§ **EXERCISE REQUIREMENTS**:
Output the full listing again without altering anything.

§ **INPUT RECORDS**:
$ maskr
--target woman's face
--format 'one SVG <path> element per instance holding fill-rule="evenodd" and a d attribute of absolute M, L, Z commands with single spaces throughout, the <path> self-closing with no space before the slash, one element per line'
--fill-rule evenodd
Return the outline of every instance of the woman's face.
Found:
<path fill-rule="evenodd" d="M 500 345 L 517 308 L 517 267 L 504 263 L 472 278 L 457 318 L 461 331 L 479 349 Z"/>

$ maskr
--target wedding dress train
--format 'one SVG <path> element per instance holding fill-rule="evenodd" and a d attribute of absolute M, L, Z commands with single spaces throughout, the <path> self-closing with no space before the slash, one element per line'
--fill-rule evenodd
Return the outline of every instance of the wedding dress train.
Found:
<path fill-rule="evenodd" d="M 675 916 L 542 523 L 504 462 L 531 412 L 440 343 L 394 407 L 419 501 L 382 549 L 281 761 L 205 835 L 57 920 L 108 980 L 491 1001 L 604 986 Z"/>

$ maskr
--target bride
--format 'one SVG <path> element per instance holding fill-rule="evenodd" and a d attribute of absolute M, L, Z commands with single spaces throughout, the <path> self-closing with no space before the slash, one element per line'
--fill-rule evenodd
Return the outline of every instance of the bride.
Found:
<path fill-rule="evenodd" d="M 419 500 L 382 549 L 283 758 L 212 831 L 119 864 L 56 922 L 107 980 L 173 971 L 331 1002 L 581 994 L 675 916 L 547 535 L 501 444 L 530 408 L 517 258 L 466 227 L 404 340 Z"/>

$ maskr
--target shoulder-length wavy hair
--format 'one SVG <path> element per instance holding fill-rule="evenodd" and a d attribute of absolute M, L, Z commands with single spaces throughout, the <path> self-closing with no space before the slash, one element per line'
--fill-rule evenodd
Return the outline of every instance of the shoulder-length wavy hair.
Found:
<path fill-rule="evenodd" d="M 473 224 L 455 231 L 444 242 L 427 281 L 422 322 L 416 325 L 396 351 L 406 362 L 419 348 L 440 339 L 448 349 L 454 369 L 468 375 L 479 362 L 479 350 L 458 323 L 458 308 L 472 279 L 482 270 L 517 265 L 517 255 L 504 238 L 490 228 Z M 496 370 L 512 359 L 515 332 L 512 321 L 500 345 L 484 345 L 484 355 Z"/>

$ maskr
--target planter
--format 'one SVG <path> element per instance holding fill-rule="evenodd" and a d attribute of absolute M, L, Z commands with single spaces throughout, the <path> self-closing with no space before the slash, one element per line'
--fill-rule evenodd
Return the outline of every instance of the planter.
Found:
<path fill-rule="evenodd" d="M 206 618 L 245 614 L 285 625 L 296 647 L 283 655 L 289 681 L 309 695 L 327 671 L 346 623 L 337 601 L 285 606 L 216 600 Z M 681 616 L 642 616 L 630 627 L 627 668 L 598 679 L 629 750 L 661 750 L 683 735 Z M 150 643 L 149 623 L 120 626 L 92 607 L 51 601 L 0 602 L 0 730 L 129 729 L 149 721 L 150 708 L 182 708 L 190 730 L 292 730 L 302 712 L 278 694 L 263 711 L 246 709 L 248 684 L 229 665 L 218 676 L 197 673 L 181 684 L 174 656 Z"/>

§ **FINISHED TASK**:
$ maskr
--target woman's face
--format 'one SVG <path> element per instance holding fill-rule="evenodd" and a d attribute of absolute M, L, Z commands with single spaces throughout, the <path> self-closing with no space before the slash, one element per line'
--fill-rule evenodd
Return the outline of every instance of the woman's face.
Found:
<path fill-rule="evenodd" d="M 500 345 L 517 308 L 517 267 L 504 263 L 472 278 L 457 318 L 461 331 L 479 349 Z"/>

$ maskr
--target wedding dress train
--format 'one SVG <path> element per instance holding fill-rule="evenodd" and a d attribute of absolute M, L, Z commands with single spaces throughout, the <path> self-closing with no space before the slash, one element per line'
--fill-rule evenodd
Return the outline of every instance of the wedding dress train.
Found:
<path fill-rule="evenodd" d="M 675 916 L 542 523 L 504 462 L 531 412 L 440 343 L 394 407 L 419 501 L 382 549 L 281 761 L 205 835 L 57 920 L 108 980 L 491 1001 L 604 986 Z"/>

$ maskr
--target bride
--format 'one SVG <path> element per instance holding fill-rule="evenodd" and a d attribute of absolute M, L, Z commands with single spaces throughout, the <path> self-closing with no space before the slash, one element per line'
--fill-rule evenodd
Return the outline of every instance of the bride.
Found:
<path fill-rule="evenodd" d="M 419 500 L 382 549 L 283 758 L 212 831 L 119 864 L 56 922 L 107 980 L 173 971 L 331 1002 L 581 994 L 675 916 L 547 535 L 501 444 L 530 408 L 517 258 L 466 227 L 404 340 Z"/>

$ maskr
--target shoulder-length wavy hair
--format 'one SVG <path> element per instance holding fill-rule="evenodd" and a d attribute of absolute M, L, Z commands with single spaces throughout, the <path> self-closing with no space before the slash, one element per line'
--fill-rule evenodd
Return the outline of every instance of the shoulder-length wavy hair.
Found:
<path fill-rule="evenodd" d="M 473 224 L 455 231 L 444 242 L 427 281 L 422 322 L 416 325 L 396 351 L 406 362 L 419 348 L 440 339 L 448 349 L 454 369 L 468 375 L 479 362 L 479 350 L 458 323 L 458 308 L 472 279 L 482 270 L 517 265 L 517 255 L 504 238 L 490 228 Z M 496 370 L 512 359 L 515 332 L 512 321 L 500 345 L 484 345 L 484 355 Z"/>

$ maskr
--target planter
--format 'one SVG <path> element per instance holding fill-rule="evenodd" and a d attribute of absolute M, L, Z commands with single spaces throughout, the <path> self-closing with no space before the slash, one element per line'
--fill-rule evenodd
Return the outline of every instance of the planter.
Found:
<path fill-rule="evenodd" d="M 206 618 L 245 614 L 285 625 L 296 647 L 283 655 L 289 681 L 309 695 L 327 671 L 346 623 L 337 601 L 285 606 L 216 600 Z M 681 616 L 642 616 L 630 627 L 627 668 L 598 679 L 629 750 L 661 750 L 683 735 Z M 150 643 L 149 623 L 120 626 L 92 607 L 51 601 L 0 602 L 0 730 L 129 729 L 149 721 L 150 708 L 182 708 L 190 730 L 292 730 L 302 712 L 278 694 L 263 711 L 246 709 L 248 684 L 229 665 L 218 676 L 197 673 L 181 684 L 174 656 Z"/>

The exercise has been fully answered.